-------- Dataset --------
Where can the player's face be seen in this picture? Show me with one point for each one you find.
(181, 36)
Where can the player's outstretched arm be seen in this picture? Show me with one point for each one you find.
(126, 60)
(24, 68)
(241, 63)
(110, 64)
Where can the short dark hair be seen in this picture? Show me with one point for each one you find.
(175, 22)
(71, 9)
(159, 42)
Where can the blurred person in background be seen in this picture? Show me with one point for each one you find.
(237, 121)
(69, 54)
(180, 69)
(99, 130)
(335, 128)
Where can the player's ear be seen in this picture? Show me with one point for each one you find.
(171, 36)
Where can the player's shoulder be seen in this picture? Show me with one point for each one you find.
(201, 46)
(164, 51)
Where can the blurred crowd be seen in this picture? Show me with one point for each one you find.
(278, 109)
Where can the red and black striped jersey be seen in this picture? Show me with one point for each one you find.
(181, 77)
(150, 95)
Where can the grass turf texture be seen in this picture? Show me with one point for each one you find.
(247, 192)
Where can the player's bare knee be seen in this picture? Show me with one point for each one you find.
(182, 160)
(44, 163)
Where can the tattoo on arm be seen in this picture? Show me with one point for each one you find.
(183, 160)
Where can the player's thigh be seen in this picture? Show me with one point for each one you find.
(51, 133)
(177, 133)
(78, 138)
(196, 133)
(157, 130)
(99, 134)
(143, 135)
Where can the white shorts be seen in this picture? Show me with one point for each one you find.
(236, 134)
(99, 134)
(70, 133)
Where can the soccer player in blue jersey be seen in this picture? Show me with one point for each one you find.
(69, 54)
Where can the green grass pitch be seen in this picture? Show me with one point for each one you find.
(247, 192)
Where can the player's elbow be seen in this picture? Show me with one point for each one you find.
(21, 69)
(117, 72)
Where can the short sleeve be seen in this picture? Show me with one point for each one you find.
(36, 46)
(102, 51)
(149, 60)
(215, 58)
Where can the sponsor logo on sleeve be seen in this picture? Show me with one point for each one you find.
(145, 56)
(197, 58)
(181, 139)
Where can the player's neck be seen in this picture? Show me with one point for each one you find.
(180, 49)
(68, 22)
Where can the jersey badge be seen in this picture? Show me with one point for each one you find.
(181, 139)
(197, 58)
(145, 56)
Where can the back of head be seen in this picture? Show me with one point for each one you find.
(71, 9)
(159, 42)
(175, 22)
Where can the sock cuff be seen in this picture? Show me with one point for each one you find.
--------
**Your objective**. Set down all of the records shown above once more, exactly.

**The solution**.
Where can the player's face be seen in this picture? Show me with one point for each one you find.
(181, 36)
Where can the player's outstretched arm be seen in this picture? Show me with one point for each one you find.
(126, 60)
(24, 68)
(241, 63)
(110, 64)
Where can the short dark hair be seen in this picture? Show me with one point for each one you find.
(175, 22)
(71, 9)
(159, 42)
Where can the blurred person in background be seen in this picture? Show me with one point for each one you find.
(237, 121)
(69, 54)
(180, 69)
(99, 130)
(335, 128)
Where can the player's ear be seen in this picture? Show me with one point for each one you find.
(171, 36)
Where can the player's shoulder be seen in this picture? Show me with one point for each one you find.
(201, 46)
(164, 51)
Where can the blurred crowd be seen in this picture? Show me with one point for each one you find.
(278, 109)
Where can the red and black striped jersey be seen in this picture? Show me with one point for each one you find.
(181, 77)
(150, 95)
Where can the grass turf texture be seen in this picture? Show me with one point for each one you find.
(247, 192)
Where can the player's bare knee be seen in this picture? Show me with one point for each one you find.
(182, 160)
(44, 163)
Where can the tattoo on arm be seen in this picture? Show me with one point for each one you find.
(183, 160)
Where can the player's thigh be seen in this picture? Show me with one point for each one you find.
(51, 133)
(177, 133)
(78, 138)
(196, 133)
(157, 130)
(99, 134)
(143, 135)
Where can the white shorts be seen in this picture? Show me with one point for each one you find.
(236, 134)
(99, 134)
(70, 133)
Where can the soccer player in blue jersey be seen in this picture? Show me with one point for each one you find.
(69, 54)
Where can the green grass pitch be seen in this picture? Show me with one point for each one you find.
(247, 192)
Where can the player's elbow be seen in this picture? Show me with one point for each one you find.
(21, 69)
(117, 72)
Where can the short sleeve be seen in this picture? Show me with one point for each one you find.
(36, 46)
(102, 51)
(149, 60)
(215, 58)
Where can the sponsor logo on sleeve be seen in this picture? Show me with one point for each one you find.
(145, 56)
(197, 58)
(181, 139)
Where can the player's neck be seen in this picture? Show me with one point for each one you find.
(180, 49)
(68, 22)
Where can the jersey badge be seen in this picture? Show me with one point for each one you find.
(181, 139)
(197, 58)
(145, 56)
Where can the back of head be seen in this picture? Show me with one point for each one you find.
(71, 9)
(159, 42)
(175, 22)
Where can the sock cuff be seen in this picture? Show me with one point for each one you find.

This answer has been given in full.